# EXTRAIT DU TEXTE
○ ○ ○ ○ ○ ○ ○
Comme les géraniums aux fenêtres, la facture de Swisscom est profondément enracinée dans la culture suisse. Certains vont même jusqu’à la considérer comme une pièce du patrimoine national, alors que l’évolution technologique a déjà largement entamé ce monopole commercial déguisé en tradition.
Le processus est engagé: depuis quelques mois, plus de la moitié des ménages suisses peuvent téléphoner par l’intermédiaire du téléréseau et se passer ainsi complètement de leur coûteux raccordement téléphonique. Un changement fondamental sur le marché des communications. Le géant Cablecom, qui distribue les programmes de TV à la moitié des trois millions de foyers suisses, peut ainsi réaliser ce que l’on appelle le «triple play», soit un boîtier unique qui rassemble la télévision, le téléphone et l’internet à haut débit. Une offre qui le place d’emblée comme le principal rival de l’opérateur national.
Et tandis que Swisscom se démène dans son écheveau d’actionnaires privés et public, les stratèges de Cablecom préparent déjà le coup suivant: selon les informations recueillies par L’Hebdo, ils offriront bientôt le «quadruple play», avec en plus une offre de téléphonie mobile en partenariat avec Sunrise. «Nous deviendrons pionnier du « quadruple play » sur le marché suisse et européen dès 2006, se réjouit Stephan Howeg, porte-parole de Cablecom. Nous proposerons des abonnements pour le mobile, puis une offre groupée qui permettra de relier tous les services téléphoniques, télévisés et internet à une seule facture, avec des rabais combinés.»
Malgré un nom qui ne le prédestinait pas à la téléphonie mobile, Cablecom s’apprête donc à entrer sur ce marché très concurrentiel en tant que revendeur de services. Il n’aura dès lors plus rien à envier à son concurrent Swisscom. Mieux: il pourra se profiler comme un fournisseur unique.
Un excellent «move» selon les analystes, qui considèrent comme indispensable le regroupement des offres («bundling»). Car les consommateurs prennent de nouvelles habitudes: ils regardent la télévision sur leur ordinateur de bureau, voire sur leur mobile, ils se téléphonent via l’internet, etc. «Un opérateur devient plus fort s’il peut offrir davantage de services: télévision, téléphone fixe, mobile, internet, car il peut ainsi fidéliser davantage sa clientèle et augmenter les synergies», confirme Florence Le Borgne, consultante, responsable du pôle médias de l’Institut de l’audiovisuel et des télécommunications en Europe (Idate).
○ ○ ○ ○ ○ ○ ○
# DONNÉES
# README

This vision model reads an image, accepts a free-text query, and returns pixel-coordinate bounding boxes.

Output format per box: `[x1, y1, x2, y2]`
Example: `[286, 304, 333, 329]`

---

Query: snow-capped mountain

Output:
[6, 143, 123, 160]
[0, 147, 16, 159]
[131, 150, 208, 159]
○ ○ ○ ○ ○ ○ ○
# CONSIGNES
[1] Répondez à ces questions à partir de l'extrait sur Cablecom et Swisscom :
(a) Quelle proportion des ménages suisses peut téléphoner par l'intermédiaire du téléréseau ?
(b) Avec quel partenaire Cablecom proposera-t-il une offre de téléphonie mobile ?
(c) Quelle fonction Florence Le Borgne occupe-t-elle à l'Idate ?
[2] Traduisez en anglais cette phrase de l'extrait sur Cablecom et Swisscom : « Il n'aura dès lors plus rien à envier à son concurrent Swisscom. »

# CORRIGÉ
[1]
(a) Plus de la moitié.
(b) Sunrise.
(c) Consultante, responsable du pôle médias.

[2] From then on, it will have nothing left to envy its competitor Swisscom for.